▸ Work to be completed
If a line holds the word "below", copy it from the entries.

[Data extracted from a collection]
..............................

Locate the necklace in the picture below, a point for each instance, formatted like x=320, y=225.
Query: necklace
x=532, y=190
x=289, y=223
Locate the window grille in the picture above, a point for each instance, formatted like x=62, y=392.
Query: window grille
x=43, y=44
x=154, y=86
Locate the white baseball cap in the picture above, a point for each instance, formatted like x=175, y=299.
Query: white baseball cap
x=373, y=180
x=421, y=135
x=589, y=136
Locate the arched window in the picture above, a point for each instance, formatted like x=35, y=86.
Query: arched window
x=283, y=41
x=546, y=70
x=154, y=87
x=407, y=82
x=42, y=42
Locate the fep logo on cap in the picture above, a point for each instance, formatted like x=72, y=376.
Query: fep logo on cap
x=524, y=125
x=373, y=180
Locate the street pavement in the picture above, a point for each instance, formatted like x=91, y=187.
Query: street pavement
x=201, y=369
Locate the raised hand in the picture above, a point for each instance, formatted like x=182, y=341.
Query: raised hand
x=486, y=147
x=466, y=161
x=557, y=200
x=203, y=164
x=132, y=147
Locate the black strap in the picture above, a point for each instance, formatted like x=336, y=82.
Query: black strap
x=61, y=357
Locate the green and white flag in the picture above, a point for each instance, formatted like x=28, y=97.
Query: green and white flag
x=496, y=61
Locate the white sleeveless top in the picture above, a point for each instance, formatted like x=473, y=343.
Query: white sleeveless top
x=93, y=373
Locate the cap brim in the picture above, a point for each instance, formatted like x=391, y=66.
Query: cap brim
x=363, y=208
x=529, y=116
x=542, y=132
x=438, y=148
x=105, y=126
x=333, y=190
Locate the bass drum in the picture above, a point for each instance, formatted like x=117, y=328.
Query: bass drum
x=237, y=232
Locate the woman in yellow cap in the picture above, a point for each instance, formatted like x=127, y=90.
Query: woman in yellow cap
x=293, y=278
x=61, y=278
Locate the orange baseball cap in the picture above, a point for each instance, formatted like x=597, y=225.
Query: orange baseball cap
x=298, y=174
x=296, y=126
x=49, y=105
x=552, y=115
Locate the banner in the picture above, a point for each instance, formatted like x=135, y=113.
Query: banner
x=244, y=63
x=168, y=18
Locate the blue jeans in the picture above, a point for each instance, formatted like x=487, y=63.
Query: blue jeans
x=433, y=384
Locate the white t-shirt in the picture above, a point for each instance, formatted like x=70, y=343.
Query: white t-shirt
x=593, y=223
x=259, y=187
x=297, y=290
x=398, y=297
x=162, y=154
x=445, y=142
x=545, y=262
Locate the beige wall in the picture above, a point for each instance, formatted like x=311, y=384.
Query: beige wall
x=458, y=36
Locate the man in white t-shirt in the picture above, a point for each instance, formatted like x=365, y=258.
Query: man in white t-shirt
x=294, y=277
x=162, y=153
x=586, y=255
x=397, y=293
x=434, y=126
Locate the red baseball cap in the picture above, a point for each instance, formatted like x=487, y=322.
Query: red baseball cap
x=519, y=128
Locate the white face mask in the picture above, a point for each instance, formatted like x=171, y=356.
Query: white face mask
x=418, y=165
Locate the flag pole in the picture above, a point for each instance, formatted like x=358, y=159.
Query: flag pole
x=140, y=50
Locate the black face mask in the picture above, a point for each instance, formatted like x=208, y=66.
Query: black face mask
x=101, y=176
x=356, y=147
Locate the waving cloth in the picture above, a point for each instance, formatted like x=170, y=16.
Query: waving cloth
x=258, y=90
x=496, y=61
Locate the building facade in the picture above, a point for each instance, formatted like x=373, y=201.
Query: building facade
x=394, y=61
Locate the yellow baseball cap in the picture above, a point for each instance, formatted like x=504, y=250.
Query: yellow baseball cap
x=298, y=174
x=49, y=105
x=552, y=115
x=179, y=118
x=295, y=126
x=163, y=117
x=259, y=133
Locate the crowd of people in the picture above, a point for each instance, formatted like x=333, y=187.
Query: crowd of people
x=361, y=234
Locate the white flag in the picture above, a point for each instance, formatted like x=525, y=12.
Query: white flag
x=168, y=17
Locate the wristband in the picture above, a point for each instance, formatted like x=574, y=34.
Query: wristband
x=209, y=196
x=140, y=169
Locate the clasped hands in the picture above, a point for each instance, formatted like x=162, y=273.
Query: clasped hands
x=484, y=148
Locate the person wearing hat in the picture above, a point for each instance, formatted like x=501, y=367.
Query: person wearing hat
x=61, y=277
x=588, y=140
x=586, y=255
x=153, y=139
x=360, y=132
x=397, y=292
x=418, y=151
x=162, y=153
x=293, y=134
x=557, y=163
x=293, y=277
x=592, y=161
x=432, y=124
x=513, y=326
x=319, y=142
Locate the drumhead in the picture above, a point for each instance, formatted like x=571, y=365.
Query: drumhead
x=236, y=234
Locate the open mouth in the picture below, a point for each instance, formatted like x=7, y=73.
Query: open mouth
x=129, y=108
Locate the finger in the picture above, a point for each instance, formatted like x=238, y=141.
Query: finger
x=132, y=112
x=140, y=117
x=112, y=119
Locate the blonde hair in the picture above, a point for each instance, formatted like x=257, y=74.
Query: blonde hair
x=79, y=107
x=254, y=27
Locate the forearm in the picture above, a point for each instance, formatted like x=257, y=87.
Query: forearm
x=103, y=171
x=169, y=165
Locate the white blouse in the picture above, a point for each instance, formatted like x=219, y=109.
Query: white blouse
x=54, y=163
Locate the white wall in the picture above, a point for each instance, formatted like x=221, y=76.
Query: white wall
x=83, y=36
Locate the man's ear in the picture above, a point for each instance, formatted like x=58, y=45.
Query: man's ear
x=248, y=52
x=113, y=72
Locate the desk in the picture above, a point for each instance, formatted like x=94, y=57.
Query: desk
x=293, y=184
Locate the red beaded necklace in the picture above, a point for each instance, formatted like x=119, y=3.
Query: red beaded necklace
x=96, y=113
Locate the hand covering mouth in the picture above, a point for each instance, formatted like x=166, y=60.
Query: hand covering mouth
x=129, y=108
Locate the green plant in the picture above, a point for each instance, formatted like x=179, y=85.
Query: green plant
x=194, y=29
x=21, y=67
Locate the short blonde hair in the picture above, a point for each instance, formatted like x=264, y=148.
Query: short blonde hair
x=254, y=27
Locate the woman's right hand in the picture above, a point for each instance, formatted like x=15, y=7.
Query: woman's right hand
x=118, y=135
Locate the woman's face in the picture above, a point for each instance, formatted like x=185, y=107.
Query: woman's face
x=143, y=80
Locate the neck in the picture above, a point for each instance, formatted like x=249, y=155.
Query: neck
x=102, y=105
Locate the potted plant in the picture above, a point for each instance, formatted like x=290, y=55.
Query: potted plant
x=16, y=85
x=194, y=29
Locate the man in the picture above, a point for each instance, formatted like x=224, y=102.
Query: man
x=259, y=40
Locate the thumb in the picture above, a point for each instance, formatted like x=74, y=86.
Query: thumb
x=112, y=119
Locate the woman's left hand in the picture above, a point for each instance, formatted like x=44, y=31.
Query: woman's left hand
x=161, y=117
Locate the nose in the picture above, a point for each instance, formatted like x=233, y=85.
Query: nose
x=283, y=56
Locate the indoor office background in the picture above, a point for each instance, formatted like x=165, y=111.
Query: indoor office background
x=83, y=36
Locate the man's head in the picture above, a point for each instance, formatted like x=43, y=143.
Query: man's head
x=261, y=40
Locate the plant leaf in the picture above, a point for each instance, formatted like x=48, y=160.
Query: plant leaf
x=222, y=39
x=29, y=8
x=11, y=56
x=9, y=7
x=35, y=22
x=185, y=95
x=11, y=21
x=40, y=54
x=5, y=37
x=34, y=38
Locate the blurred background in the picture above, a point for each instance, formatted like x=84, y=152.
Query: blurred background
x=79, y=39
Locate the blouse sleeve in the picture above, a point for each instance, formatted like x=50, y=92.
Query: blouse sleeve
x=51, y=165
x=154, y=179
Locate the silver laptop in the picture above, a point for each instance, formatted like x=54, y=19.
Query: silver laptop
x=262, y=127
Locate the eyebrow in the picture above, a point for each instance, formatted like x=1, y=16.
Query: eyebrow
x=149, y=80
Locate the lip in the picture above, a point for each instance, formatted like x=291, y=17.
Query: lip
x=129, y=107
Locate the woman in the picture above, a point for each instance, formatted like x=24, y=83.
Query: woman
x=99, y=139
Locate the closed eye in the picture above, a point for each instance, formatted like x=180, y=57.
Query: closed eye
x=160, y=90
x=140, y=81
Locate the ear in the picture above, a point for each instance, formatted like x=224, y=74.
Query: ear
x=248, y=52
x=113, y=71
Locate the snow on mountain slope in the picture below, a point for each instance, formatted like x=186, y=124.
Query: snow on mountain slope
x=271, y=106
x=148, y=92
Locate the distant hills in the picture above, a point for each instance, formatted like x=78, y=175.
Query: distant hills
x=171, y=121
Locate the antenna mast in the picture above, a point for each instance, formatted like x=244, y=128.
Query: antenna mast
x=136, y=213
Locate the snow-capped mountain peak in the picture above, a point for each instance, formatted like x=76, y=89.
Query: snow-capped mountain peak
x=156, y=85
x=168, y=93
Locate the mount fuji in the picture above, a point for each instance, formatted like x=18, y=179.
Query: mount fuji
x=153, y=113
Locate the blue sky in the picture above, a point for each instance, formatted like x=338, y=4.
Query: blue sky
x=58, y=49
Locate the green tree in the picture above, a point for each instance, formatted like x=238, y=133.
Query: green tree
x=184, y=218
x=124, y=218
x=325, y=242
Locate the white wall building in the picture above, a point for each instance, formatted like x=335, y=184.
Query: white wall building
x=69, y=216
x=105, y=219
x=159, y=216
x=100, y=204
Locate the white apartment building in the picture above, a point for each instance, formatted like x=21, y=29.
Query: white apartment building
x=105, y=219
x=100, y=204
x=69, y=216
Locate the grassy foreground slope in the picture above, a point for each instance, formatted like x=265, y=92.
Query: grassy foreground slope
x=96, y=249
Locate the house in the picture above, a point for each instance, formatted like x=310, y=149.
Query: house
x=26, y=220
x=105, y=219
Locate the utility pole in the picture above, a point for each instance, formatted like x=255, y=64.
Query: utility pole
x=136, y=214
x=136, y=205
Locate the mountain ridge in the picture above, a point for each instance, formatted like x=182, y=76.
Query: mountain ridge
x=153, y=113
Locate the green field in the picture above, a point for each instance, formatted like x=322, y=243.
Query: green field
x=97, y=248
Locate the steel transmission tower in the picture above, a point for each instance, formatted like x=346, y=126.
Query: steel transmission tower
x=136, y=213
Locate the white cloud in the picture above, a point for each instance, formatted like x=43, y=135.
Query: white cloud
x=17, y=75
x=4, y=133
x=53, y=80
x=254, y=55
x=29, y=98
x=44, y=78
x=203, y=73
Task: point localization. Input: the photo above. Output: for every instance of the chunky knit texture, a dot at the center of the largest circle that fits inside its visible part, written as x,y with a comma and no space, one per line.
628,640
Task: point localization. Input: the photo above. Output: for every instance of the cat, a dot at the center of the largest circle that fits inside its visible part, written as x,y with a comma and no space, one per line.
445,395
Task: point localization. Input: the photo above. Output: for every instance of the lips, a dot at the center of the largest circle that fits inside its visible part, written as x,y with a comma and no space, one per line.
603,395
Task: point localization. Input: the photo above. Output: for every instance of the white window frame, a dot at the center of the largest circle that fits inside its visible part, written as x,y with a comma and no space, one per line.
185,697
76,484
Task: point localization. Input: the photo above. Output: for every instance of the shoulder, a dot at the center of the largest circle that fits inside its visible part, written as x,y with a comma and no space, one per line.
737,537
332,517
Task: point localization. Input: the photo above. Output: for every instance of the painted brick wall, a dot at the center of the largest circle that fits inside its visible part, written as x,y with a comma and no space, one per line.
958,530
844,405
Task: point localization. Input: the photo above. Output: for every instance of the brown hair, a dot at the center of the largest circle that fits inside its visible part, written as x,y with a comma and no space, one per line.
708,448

..............................

▸ Result for this exercise
Locate the necklace in the picture below, a point for each instance, formatted like x=320, y=225.
Locate the open mouth in the picture below, a point for each instance, formatted like x=7, y=73.
Locate the snow on mountain slope in the picture below, a point for each instance, formatted like x=186, y=124.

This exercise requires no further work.